Look through the records below and copy each line that includes the word "building".

[Exercise inputs — start]

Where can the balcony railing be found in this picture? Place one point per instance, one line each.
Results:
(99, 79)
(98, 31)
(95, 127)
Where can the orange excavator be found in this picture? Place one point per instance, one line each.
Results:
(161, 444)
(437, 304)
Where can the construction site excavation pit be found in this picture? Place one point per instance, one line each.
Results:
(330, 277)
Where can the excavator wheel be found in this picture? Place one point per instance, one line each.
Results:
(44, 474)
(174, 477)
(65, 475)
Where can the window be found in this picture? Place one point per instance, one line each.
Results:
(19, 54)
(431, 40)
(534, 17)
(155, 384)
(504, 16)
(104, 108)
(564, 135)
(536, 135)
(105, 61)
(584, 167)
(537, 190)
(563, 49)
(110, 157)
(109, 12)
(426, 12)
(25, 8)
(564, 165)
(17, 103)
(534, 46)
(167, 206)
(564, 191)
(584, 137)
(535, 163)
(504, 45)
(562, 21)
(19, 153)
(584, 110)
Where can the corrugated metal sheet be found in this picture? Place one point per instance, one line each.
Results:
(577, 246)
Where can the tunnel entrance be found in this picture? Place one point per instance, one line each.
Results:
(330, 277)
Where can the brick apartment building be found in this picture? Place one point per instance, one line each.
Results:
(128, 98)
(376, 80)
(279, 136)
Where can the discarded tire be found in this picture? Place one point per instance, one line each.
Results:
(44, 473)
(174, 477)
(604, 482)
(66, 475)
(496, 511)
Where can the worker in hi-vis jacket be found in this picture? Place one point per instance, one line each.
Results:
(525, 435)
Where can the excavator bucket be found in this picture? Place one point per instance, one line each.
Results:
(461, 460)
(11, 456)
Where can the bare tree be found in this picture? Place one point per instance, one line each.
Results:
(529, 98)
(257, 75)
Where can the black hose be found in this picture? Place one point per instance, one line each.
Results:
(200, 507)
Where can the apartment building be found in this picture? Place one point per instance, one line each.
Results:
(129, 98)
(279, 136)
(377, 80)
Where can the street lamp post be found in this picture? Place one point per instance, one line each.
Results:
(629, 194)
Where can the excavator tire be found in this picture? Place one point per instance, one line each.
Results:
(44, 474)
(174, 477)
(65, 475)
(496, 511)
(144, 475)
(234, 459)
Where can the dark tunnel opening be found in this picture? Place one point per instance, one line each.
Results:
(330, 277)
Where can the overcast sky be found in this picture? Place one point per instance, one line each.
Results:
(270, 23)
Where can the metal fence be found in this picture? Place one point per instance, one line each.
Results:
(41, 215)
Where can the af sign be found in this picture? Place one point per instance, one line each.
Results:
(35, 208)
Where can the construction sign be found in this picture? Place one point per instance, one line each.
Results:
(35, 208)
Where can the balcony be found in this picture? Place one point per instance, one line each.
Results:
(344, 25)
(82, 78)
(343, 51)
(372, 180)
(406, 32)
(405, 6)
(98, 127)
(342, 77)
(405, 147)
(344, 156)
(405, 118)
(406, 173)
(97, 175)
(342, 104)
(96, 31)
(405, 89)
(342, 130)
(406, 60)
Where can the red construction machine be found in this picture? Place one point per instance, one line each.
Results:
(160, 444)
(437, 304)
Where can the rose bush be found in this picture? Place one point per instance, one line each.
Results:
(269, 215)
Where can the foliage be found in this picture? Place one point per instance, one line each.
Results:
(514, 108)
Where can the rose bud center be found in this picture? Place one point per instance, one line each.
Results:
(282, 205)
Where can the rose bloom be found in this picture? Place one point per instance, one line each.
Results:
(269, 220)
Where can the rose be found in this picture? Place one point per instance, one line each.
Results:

[Exercise inputs — finish]

**Result of the task**
Where can the brick apartment building be found in this picture? Place one point per instance, one line each.
Where can the apartment building be found in this picture? Place one point per instance, one line each.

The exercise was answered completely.